*** Opening WORKING DATA ***
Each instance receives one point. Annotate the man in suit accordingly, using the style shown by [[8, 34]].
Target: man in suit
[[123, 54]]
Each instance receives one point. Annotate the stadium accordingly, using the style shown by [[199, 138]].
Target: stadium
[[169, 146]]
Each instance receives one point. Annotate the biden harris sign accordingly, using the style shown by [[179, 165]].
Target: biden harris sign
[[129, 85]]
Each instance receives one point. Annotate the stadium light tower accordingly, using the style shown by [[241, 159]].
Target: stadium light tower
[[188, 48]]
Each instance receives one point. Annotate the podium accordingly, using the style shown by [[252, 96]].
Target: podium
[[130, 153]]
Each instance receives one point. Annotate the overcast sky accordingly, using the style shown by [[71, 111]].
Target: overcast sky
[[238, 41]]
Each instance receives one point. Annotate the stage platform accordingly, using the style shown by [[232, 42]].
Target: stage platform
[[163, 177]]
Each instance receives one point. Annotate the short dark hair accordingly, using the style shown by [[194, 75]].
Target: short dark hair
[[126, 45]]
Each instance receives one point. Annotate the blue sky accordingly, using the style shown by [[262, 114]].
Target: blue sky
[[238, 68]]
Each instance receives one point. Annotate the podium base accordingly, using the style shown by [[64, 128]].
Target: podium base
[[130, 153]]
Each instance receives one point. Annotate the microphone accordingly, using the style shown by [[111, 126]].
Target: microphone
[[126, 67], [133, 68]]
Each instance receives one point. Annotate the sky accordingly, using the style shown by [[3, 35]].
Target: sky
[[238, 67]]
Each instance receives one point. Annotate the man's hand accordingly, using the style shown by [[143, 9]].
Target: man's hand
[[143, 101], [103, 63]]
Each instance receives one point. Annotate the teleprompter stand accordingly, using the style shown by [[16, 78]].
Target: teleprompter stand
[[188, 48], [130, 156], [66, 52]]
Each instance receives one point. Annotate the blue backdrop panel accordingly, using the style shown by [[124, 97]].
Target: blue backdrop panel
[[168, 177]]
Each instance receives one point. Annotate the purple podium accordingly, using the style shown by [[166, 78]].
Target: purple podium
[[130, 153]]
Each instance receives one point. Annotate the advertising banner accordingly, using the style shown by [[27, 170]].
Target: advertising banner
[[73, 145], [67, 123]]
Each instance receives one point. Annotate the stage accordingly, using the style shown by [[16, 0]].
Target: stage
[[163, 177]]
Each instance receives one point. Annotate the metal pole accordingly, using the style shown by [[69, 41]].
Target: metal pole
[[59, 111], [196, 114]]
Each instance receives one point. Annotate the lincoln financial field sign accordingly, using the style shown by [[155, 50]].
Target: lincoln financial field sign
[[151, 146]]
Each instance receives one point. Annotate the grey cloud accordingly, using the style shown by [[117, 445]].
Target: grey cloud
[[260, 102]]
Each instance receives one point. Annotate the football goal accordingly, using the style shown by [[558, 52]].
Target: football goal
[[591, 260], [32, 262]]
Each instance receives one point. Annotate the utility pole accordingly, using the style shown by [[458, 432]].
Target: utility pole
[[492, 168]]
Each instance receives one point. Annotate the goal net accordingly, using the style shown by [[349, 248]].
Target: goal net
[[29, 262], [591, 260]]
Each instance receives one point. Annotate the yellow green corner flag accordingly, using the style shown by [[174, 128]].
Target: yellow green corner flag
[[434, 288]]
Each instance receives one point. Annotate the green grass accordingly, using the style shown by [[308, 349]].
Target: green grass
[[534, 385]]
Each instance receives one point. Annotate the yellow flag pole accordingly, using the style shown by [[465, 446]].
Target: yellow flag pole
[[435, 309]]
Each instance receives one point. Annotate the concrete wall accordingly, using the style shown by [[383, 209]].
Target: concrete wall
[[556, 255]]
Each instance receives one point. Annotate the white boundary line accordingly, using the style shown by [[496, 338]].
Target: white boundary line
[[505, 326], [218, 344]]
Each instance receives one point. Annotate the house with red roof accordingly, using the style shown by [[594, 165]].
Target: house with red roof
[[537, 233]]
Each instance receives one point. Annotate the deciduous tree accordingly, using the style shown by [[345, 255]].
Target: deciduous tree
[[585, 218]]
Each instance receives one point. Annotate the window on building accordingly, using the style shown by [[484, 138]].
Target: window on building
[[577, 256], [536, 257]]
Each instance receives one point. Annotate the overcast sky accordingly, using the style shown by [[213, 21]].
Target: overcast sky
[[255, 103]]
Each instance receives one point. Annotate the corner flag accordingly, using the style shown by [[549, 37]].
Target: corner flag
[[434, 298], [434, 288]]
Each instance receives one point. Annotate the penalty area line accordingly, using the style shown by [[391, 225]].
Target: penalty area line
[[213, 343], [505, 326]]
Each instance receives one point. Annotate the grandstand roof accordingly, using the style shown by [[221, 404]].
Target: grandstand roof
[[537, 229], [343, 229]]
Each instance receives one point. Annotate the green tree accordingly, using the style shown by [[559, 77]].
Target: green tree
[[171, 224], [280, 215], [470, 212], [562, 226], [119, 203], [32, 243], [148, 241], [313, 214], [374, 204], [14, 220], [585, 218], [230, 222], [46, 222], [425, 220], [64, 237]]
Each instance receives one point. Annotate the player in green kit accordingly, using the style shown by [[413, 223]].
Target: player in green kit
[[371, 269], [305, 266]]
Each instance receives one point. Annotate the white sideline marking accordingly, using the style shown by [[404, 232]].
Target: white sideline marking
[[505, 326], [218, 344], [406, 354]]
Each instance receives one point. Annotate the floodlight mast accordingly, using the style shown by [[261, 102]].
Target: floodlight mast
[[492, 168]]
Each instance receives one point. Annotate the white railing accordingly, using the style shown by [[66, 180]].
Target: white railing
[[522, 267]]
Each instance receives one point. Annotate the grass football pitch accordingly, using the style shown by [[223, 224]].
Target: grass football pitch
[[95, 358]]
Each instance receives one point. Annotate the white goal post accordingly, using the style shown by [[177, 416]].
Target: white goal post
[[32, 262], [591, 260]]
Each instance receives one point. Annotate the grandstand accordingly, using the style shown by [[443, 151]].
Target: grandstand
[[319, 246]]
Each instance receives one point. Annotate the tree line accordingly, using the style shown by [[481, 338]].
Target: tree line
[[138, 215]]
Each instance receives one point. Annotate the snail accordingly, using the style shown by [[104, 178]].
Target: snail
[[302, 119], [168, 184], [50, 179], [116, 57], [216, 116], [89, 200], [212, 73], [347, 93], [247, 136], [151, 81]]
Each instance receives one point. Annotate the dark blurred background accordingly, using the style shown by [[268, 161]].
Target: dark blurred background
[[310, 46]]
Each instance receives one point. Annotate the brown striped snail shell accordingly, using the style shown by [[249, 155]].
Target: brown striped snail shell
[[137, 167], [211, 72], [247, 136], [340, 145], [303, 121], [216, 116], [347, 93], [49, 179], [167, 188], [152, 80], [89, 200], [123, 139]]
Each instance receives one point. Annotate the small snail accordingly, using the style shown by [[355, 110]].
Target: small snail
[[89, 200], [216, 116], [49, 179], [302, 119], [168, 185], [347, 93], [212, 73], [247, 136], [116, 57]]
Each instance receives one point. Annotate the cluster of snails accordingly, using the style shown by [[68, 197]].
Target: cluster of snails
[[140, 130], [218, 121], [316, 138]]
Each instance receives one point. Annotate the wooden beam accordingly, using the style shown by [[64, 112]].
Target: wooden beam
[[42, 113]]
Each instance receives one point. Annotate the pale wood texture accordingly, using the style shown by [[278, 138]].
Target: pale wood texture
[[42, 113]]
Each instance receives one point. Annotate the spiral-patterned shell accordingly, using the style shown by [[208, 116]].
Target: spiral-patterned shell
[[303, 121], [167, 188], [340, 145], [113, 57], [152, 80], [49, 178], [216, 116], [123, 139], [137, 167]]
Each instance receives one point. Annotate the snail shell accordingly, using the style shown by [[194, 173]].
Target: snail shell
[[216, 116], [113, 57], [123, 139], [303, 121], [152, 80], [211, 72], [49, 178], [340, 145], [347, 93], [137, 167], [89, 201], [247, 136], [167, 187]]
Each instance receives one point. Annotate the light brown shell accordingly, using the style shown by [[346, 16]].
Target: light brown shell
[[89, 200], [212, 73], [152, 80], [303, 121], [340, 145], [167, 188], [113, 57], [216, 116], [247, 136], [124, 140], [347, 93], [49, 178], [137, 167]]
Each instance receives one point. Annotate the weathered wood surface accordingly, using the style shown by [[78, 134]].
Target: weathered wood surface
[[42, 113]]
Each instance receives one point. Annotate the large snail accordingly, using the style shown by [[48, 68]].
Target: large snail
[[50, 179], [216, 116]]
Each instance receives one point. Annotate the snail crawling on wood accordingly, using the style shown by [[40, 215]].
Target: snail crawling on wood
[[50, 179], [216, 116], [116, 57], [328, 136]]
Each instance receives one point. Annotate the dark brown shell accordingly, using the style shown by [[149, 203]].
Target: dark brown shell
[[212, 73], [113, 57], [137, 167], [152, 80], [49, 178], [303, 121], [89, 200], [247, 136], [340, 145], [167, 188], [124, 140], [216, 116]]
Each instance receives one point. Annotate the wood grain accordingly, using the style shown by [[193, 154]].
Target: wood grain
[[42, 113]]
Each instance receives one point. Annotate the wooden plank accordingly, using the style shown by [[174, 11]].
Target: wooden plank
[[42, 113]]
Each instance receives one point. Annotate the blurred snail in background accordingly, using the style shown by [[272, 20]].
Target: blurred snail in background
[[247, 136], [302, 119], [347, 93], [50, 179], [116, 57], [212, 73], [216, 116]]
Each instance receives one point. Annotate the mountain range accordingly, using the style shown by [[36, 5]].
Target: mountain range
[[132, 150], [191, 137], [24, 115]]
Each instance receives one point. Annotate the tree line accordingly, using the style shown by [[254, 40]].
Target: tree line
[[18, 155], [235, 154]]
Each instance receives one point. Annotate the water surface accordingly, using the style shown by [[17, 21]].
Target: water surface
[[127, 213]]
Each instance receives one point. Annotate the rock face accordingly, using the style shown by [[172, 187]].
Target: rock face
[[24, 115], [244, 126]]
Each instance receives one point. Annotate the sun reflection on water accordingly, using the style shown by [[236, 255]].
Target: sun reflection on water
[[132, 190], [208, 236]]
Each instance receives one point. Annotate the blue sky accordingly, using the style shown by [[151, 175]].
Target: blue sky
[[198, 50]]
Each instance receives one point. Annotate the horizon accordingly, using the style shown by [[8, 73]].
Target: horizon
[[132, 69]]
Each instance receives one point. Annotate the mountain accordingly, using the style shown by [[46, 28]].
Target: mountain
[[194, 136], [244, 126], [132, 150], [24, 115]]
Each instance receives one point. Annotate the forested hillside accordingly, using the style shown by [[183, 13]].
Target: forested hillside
*** Closing WORKING DATA ***
WHAT YOU NEED TO DO: Search the records above for the string "forested". Copy every line that contains it.

WRITTEN SOLUTION:
Each instance receives one point. Annotate the forested hillside accordingly, using the style shown by [[183, 13]].
Target: forested hillside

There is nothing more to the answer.